# Problems to solve
(a) Translate this sentence from the interview excerpt on true wealth below into Spanish: "True wealth, to me, is waking up in the morning excited as opposed to ‘Oh no, not another day.’"
(b) Answer these questions using the interview excerpt on true wealth below.
(i) What body part was Jack operated on about 10 years ago?
(ii) About how many letters a week does Jack say he gets?
(iii) In which state was the prisoner who wrote about taking responsibility?

# Excerpted text
■ ■ ■ ■

Today we’ll see what Jack Canfield thinks about the quest for wealth. I’m sharing some interview excerpts from Lili Fournier’s new PBS DVD – Quest for Success. We will learn about what some of the participants think about the quest for success and the quest for wealth. Visit each day throughout the week to learn about what another participant in Quest for Success thinks about this topic. Throughout the week I’ll share thoughts from Richard Branson, Marci Shimoff, Jack Assaraff, Jack Canfield and Desmond Tutu.
Jack Canfield About the Quest for True Wealth
LILI: That was my next question. What is true wealth? What is the most important thing in your life now?
JACK: True wealth, to me, is waking up in the morning excited as opposed to ‘Oh no, not another day.’ I remember when I had an operation about 10 years ago on my gallbladder. It had to be worked with and I went under anesthesia and if anyone has ever had an operation… am I going to wake up, are they going to put some bad blood in me, are they going to cut the wrong thing? You're in the recovery room and your eyes open and you look around and there's three nurses and you're still here and you go, ‘Yes, I'm still here.’ I have that feeling every morning - I get to get up. The first thing I do is I do a gratitude process, I'm grateful for the weather, the day, Southern California, my wife, my dog, the cat, my staff, all of that stuff. If I never even went out and ever experienced it I might be fulfilled in that moment because I'm grateful for it.
For me, my body's healthy, my wife loves me, my kids are growing and individuating, my staff is happy, people love my work, I get invited to speak places, I live in a paradise. I truly know I could close my eyes and sit in a cave for months and be happy because I know I'm there, I could do that through meditation, through self-appreciation, self-awareness. The other thing is that I get about five hundred letters a week saying, ‘You changed my life.’
A prisoner in Oregon said that ‘before reading your book I never took responsibility. I blamed everybody and now I love my life even though I'm on death row. I'm a counselor.’ ‘How could you be so happy, you're in prison!’ ‘I don't know, I just am. I used to hate the guards, now I like the guards. Now the guards are nice to me.’ Now the same warden, he started reading stories to the prisoners every night, like bedtime stories. One prisoner wrote me a letter which he forwarded to me once he said God, if I had been read stories like this as a kid, I wouldn't be in prison. You think, ‘Wow, I'm making an impact, I matter, I count. What I do is significant.’ Who could want more than that?

■ ■ ■ ■

# Material shown
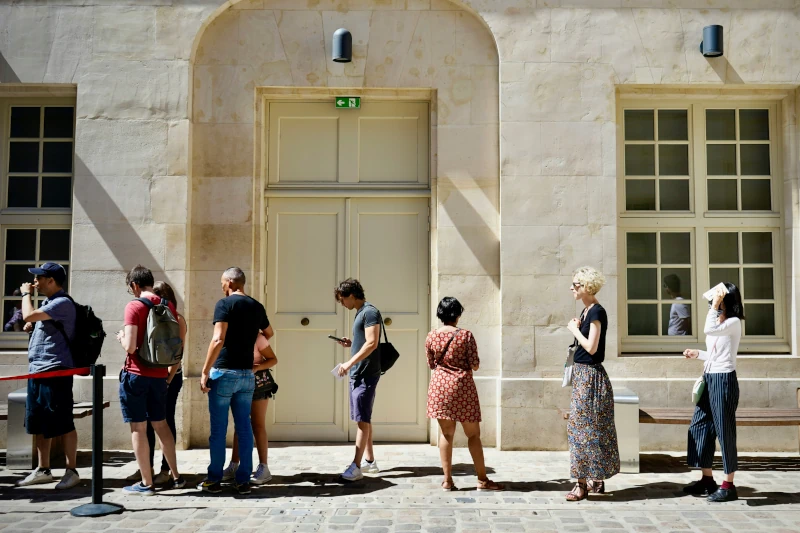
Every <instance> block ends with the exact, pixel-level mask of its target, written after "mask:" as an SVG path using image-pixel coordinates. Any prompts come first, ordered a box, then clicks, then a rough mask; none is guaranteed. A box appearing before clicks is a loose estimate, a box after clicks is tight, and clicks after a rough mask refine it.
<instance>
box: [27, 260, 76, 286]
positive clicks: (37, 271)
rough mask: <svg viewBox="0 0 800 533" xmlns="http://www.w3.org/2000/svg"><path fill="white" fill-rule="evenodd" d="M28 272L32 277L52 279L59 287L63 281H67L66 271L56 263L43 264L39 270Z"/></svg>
mask: <svg viewBox="0 0 800 533" xmlns="http://www.w3.org/2000/svg"><path fill="white" fill-rule="evenodd" d="M28 272H30V273H31V274H33V275H34V276H47V277H48V278H53V279H54V280H56V283H58V284H59V285H63V284H64V281H65V280H66V279H67V271H66V269H65V268H64V267H63V266H61V265H59V264H58V263H45V264H43V265H42V266H41V267H39V268H29V269H28Z"/></svg>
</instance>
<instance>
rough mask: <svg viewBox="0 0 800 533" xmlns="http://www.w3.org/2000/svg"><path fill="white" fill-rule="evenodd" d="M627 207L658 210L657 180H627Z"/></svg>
mask: <svg viewBox="0 0 800 533" xmlns="http://www.w3.org/2000/svg"><path fill="white" fill-rule="evenodd" d="M625 209H627V210H628V211H655V210H656V180H625Z"/></svg>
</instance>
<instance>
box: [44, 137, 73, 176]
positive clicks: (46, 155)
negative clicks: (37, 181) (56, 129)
mask: <svg viewBox="0 0 800 533" xmlns="http://www.w3.org/2000/svg"><path fill="white" fill-rule="evenodd" d="M42 172H66V173H69V172H72V143H44V156H43V158H42Z"/></svg>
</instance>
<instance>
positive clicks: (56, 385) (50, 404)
mask: <svg viewBox="0 0 800 533" xmlns="http://www.w3.org/2000/svg"><path fill="white" fill-rule="evenodd" d="M74 429H75V422H74V421H73V420H72V376H63V377H59V378H44V379H29V380H28V397H27V398H26V400H25V431H26V432H27V433H28V434H29V435H43V436H44V438H46V439H52V438H54V437H60V436H61V435H66V434H67V433H70V432H71V431H73V430H74Z"/></svg>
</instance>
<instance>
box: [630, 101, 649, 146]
mask: <svg viewBox="0 0 800 533" xmlns="http://www.w3.org/2000/svg"><path fill="white" fill-rule="evenodd" d="M654 117H655V115H654V114H653V110H652V109H626V110H625V140H626V141H652V140H654V139H655V137H654V135H653V132H654V131H655V120H654Z"/></svg>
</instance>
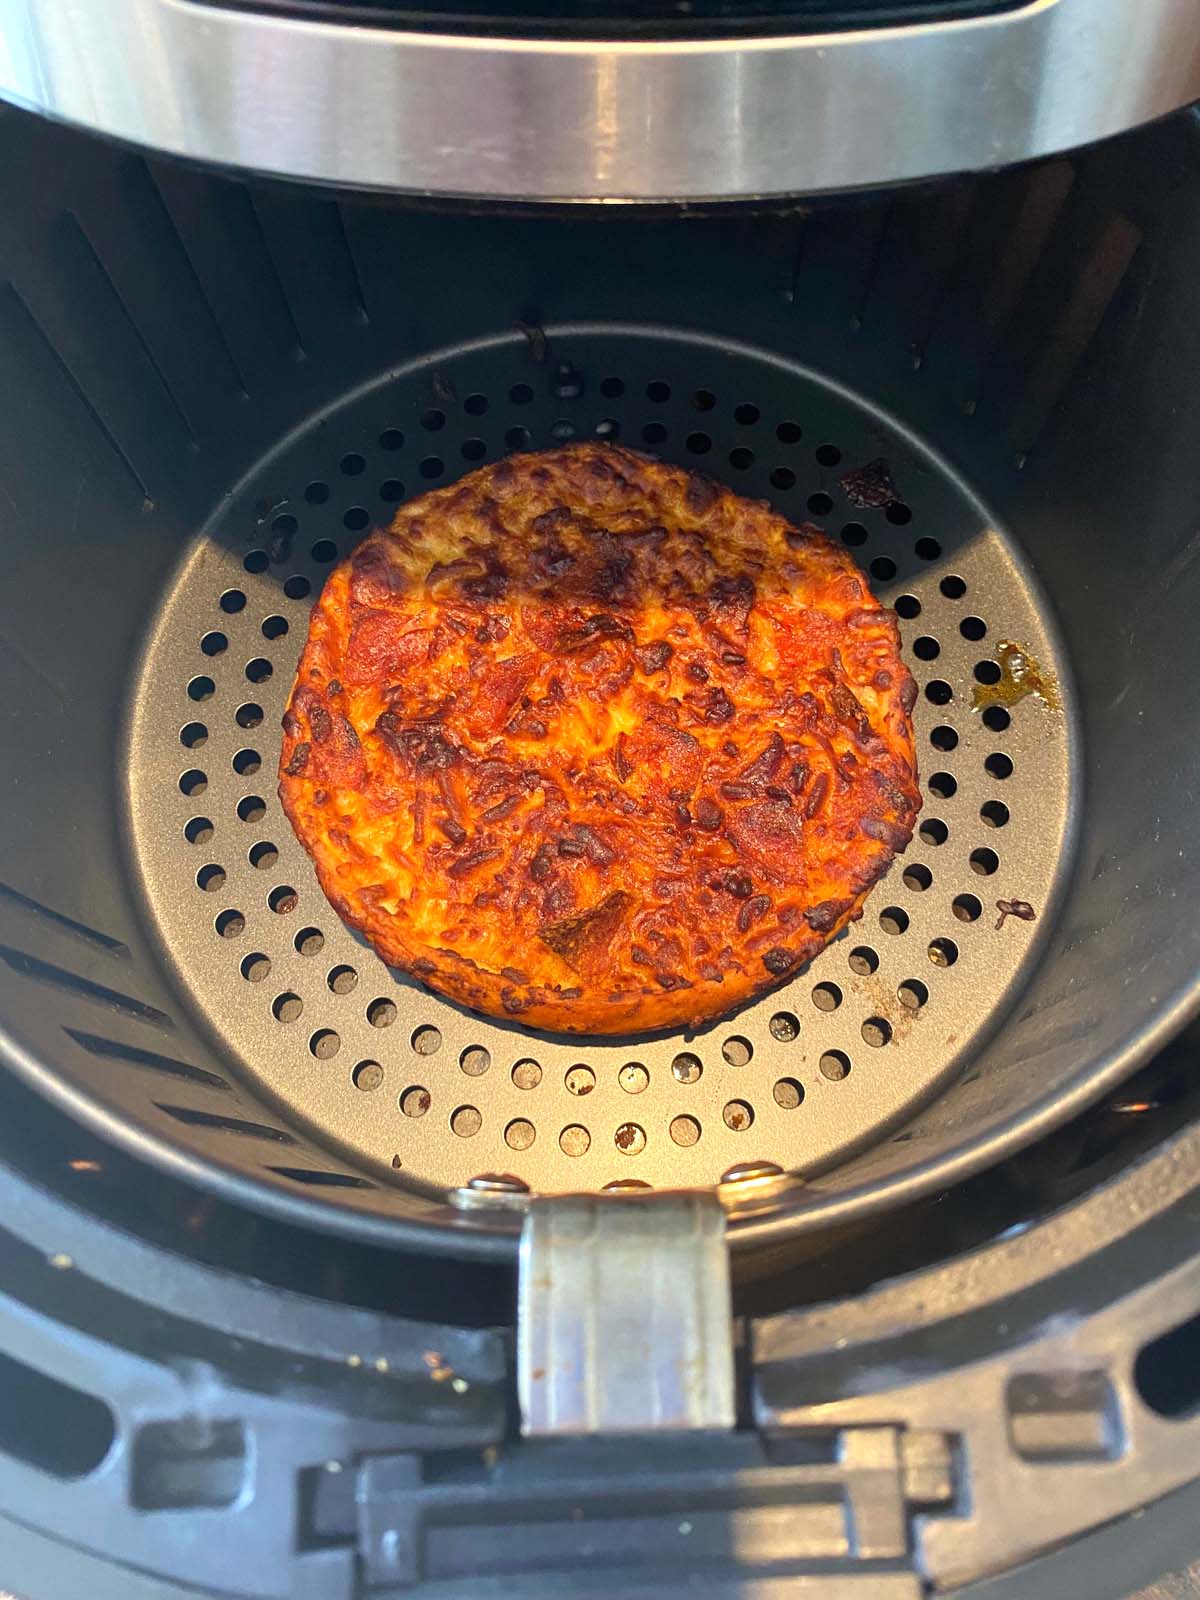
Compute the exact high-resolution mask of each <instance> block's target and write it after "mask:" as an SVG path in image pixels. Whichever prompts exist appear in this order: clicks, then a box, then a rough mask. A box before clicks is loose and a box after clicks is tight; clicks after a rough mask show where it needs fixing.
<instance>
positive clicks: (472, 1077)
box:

■ ■ ■ ■

# Responses to the tasks
(a) La verdadera riqueza, para mí, es despertar por la mañana con entusiasmo, en contraposición a «Oh, no, otro día no».

(b)
(i) His gallbladder.
(ii) About five hundred.
(iii) Oregon.